>> BEGIN

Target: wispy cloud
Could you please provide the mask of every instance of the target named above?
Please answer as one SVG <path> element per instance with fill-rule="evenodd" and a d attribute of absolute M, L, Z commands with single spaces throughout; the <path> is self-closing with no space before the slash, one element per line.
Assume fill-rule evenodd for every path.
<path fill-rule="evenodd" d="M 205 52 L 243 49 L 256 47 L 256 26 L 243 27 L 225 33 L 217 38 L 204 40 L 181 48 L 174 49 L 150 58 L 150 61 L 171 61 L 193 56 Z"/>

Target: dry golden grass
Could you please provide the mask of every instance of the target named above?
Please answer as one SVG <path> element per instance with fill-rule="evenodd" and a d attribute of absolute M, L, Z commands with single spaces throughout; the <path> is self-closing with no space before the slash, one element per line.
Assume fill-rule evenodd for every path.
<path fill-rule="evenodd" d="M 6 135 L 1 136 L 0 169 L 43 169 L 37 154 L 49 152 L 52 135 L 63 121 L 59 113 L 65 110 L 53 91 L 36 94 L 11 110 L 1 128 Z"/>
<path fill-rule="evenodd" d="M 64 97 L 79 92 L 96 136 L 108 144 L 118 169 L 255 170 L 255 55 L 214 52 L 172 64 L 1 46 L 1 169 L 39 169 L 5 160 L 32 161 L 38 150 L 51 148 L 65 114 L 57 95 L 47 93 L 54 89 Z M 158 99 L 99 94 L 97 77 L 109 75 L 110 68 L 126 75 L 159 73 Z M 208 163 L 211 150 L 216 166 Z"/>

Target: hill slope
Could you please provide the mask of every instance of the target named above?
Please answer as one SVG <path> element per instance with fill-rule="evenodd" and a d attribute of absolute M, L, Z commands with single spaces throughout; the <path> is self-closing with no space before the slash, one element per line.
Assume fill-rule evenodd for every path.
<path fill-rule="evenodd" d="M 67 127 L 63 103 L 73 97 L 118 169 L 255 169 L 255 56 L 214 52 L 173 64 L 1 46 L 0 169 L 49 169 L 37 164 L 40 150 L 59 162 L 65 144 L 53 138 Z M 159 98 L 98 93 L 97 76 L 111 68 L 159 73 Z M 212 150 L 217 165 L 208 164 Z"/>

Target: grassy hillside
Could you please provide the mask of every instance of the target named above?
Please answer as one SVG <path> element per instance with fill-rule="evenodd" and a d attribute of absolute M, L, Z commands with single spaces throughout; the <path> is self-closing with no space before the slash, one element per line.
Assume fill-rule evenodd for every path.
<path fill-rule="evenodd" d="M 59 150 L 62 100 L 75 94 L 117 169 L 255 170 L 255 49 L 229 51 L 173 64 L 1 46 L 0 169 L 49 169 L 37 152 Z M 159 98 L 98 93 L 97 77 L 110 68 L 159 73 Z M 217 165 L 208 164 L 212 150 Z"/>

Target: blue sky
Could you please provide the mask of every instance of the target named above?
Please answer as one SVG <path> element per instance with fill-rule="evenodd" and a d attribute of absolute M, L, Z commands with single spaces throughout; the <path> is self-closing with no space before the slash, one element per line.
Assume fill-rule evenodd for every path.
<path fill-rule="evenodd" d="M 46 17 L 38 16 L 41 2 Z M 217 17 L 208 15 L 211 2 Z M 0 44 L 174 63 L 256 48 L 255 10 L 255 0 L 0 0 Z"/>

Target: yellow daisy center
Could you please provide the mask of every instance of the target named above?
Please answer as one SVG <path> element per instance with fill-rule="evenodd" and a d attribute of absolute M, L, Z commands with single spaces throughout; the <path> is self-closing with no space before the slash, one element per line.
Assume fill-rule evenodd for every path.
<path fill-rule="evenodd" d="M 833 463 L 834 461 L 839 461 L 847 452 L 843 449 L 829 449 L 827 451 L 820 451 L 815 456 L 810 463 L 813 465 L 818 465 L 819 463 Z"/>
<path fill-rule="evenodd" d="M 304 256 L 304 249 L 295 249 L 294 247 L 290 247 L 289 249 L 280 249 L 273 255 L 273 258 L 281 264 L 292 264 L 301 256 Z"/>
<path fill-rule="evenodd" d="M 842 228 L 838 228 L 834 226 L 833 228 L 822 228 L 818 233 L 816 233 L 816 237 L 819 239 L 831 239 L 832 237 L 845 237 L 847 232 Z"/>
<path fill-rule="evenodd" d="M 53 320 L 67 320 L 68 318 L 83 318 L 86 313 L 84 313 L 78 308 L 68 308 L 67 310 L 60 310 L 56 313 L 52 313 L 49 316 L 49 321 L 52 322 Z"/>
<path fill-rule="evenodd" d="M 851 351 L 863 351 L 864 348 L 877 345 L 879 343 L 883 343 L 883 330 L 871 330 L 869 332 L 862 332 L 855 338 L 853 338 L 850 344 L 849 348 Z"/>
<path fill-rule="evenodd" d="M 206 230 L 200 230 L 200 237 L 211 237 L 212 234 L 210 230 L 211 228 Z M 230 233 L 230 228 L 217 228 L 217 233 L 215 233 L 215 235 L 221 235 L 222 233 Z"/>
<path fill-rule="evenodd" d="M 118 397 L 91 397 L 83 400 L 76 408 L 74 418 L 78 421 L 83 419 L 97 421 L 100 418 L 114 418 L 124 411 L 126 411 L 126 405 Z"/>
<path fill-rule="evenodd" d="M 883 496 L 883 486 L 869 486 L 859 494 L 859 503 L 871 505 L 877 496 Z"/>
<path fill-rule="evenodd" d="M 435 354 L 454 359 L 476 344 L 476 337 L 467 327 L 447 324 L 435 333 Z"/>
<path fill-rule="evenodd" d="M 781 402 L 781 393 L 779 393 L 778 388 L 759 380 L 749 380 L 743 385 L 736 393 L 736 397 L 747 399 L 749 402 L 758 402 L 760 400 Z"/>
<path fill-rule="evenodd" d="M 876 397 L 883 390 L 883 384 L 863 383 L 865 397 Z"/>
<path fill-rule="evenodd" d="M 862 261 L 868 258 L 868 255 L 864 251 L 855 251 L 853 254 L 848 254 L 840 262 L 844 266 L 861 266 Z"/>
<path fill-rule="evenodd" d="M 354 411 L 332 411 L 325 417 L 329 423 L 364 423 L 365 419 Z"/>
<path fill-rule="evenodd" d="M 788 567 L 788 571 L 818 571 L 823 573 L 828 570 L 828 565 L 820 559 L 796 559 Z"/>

>> END

**The problem**
Arrange every line of the items above as a numbered list, leaving out the blank lines.

**Complete output**
1. Target: wispy cloud
2. Could you please provide the mask of every instance of the target named above?
3. Please answer as one SVG <path> element per instance with fill-rule="evenodd" and a d attribute of absolute M, L, Z commands with single spaces throughout; the <path> is self-closing with no space before the slash, one element per line.
4. Assume fill-rule evenodd for every path.
5. <path fill-rule="evenodd" d="M 205 52 L 243 49 L 256 47 L 256 26 L 243 27 L 225 33 L 217 38 L 204 40 L 181 48 L 174 49 L 150 58 L 150 61 L 171 61 L 193 56 Z"/>
6. Target: dry golden grass
7. Could you please provide the mask of every instance of the target named above?
8. Please answer as one SVG <path> element per instance with fill-rule="evenodd" and a d attribute of absolute M, L, Z commands with single spaces throughout; the <path> is self-closing with no space before the slash, one element per line.
9. Assume fill-rule evenodd for every path.
10. <path fill-rule="evenodd" d="M 6 135 L 1 136 L 0 169 L 43 169 L 37 154 L 49 152 L 52 135 L 63 121 L 59 113 L 65 110 L 53 91 L 36 94 L 11 110 L 1 128 Z"/>
11. <path fill-rule="evenodd" d="M 64 97 L 79 92 L 96 136 L 108 144 L 118 169 L 255 170 L 255 55 L 214 52 L 172 64 L 1 46 L 1 169 L 39 169 L 5 160 L 32 161 L 38 150 L 51 148 L 65 114 L 57 95 L 47 93 L 54 89 Z M 158 99 L 99 94 L 97 77 L 109 75 L 110 68 L 126 75 L 159 73 Z M 208 163 L 211 150 L 216 166 Z"/>
12. Target: hill slope
13. Could you please provide the mask of every instance of the target named above?
14. Please answer as one SVG <path> element per instance with fill-rule="evenodd" and a d attribute of absolute M, L, Z commands with single spaces throughout; the <path> is self-closing with no space before the slash, one element per line.
15. Assume fill-rule evenodd for every path.
16. <path fill-rule="evenodd" d="M 67 127 L 63 103 L 73 97 L 118 169 L 255 169 L 255 56 L 214 52 L 173 64 L 1 46 L 0 169 L 49 169 L 37 164 L 40 150 L 59 162 L 65 144 L 53 138 Z M 159 98 L 98 93 L 97 76 L 111 68 L 159 73 Z M 212 150 L 217 165 L 208 164 Z"/>
17. Target: grassy hillside
18. Could you please provide the mask of every instance of the target named above?
19. Please answer as one SVG <path> element per instance with fill-rule="evenodd" and a d attribute of absolute M, L, Z commands with single spaces throughout; the <path> is self-closing with no space before the slash, one element per line.
20. Assume fill-rule evenodd for every path.
21. <path fill-rule="evenodd" d="M 59 150 L 62 100 L 75 94 L 117 169 L 255 170 L 255 49 L 229 51 L 173 64 L 1 46 L 0 169 L 49 169 L 37 152 Z M 159 98 L 98 93 L 97 77 L 110 68 L 159 73 Z M 217 165 L 208 164 L 212 150 Z"/>
22. Target: blue sky
23. Could you please provide the mask of every instance of the target named above?
24. Please answer as one SVG <path> element per instance with fill-rule="evenodd" and a d attribute of absolute M, L, Z commands with single spaces throughout; the <path> is self-closing with no space before the slash, one element per line.
25. Assume fill-rule evenodd for every path.
26. <path fill-rule="evenodd" d="M 46 17 L 38 16 L 41 2 Z M 217 17 L 208 15 L 211 2 Z M 0 44 L 174 63 L 256 48 L 255 10 L 255 0 L 0 0 Z"/>
27. Target: yellow daisy center
28. Could you please provide the mask of every instance of the target named above?
29. Please answer as one SVG <path> element per instance with fill-rule="evenodd" and a d attribute of absolute M, L, Z commands with single spaces throughout; the <path> is self-closing with no space before the slash, one element per line.
30. Assume fill-rule evenodd for every path.
31. <path fill-rule="evenodd" d="M 833 463 L 834 461 L 839 461 L 847 452 L 843 449 L 829 449 L 827 451 L 820 451 L 815 456 L 810 463 L 813 465 L 818 465 L 819 463 Z"/>
32. <path fill-rule="evenodd" d="M 304 256 L 304 249 L 295 249 L 294 247 L 290 247 L 289 249 L 280 249 L 273 255 L 273 258 L 281 264 L 292 264 L 301 256 Z"/>
33. <path fill-rule="evenodd" d="M 842 228 L 838 228 L 834 226 L 833 228 L 822 228 L 818 233 L 816 233 L 816 237 L 819 239 L 831 239 L 832 237 L 845 237 L 847 232 Z"/>
34. <path fill-rule="evenodd" d="M 53 320 L 67 320 L 68 318 L 83 318 L 86 313 L 84 313 L 78 308 L 68 308 L 67 310 L 60 310 L 56 313 L 52 313 L 49 316 L 49 321 L 52 322 Z"/>
35. <path fill-rule="evenodd" d="M 851 351 L 863 351 L 864 348 L 877 345 L 879 343 L 883 343 L 883 330 L 871 330 L 869 332 L 862 332 L 855 338 L 853 338 L 850 344 L 849 348 Z"/>
36. <path fill-rule="evenodd" d="M 206 230 L 200 230 L 200 237 L 211 237 L 212 234 L 210 230 L 211 228 Z M 230 233 L 230 228 L 217 228 L 217 233 L 215 233 L 215 235 L 221 235 L 222 233 Z"/>
37. <path fill-rule="evenodd" d="M 118 397 L 91 397 L 83 400 L 76 408 L 74 418 L 78 421 L 83 419 L 97 421 L 100 418 L 114 418 L 124 411 L 126 411 L 126 405 Z"/>
38. <path fill-rule="evenodd" d="M 883 496 L 883 486 L 869 486 L 859 494 L 859 503 L 871 505 L 877 496 Z"/>
39. <path fill-rule="evenodd" d="M 435 354 L 454 359 L 476 344 L 476 337 L 467 327 L 447 324 L 435 333 Z"/>
40. <path fill-rule="evenodd" d="M 781 402 L 781 393 L 779 393 L 778 388 L 759 380 L 749 380 L 743 385 L 736 393 L 736 397 L 747 399 L 749 402 L 758 402 L 760 400 Z"/>
41. <path fill-rule="evenodd" d="M 876 397 L 883 390 L 883 384 L 863 383 L 865 397 Z"/>
42. <path fill-rule="evenodd" d="M 862 261 L 868 258 L 868 255 L 864 251 L 855 251 L 853 254 L 848 254 L 840 262 L 844 266 L 861 266 Z"/>
43. <path fill-rule="evenodd" d="M 354 411 L 332 411 L 325 417 L 329 423 L 364 423 L 365 419 Z"/>
44. <path fill-rule="evenodd" d="M 788 567 L 788 571 L 818 571 L 823 573 L 828 570 L 828 565 L 820 559 L 796 559 Z"/>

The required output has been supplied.